▶ _JOB_
Render each of the following items as a JSON list of strings, one string per line, and omit any blank lines.

▶ _MATERIALS PROVIDED_
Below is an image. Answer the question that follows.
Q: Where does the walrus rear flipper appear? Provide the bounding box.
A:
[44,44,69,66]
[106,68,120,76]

▶ _CORRECT RESULT_
[
  "Below is an image. Answer the question that follows.",
  "Q: Where does the walrus rear flipper appear? Provide the bounding box.",
  "A:",
  "[44,44,69,66]",
  "[106,68,120,76]"
]